• [SET PROBLEM] Write out every line of the entries below word for word, but leave out the pictures.

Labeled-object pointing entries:
BEGIN

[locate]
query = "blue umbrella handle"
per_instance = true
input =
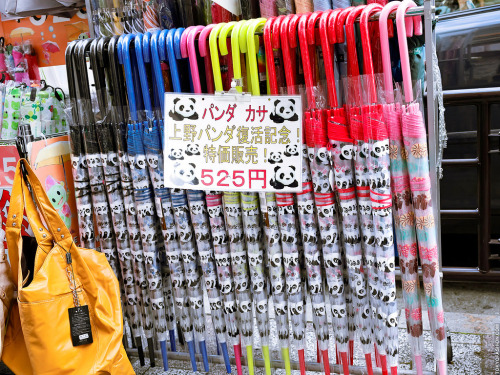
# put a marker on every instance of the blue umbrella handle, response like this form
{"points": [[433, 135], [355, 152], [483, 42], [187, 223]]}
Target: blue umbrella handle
{"points": [[203, 350], [174, 72], [172, 340], [192, 355]]}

END

• [SOLUTION FOR THIS EXERCISE]
[locate]
query = "blue umbrella handle"
per_instance = true
input =
# put a marker on every instance of the blue umbrella handle, response like this form
{"points": [[433, 135], [355, 152], [483, 42], [187, 223]]}
Target: blue umbrella handle
{"points": [[203, 350], [174, 72], [172, 340], [192, 355]]}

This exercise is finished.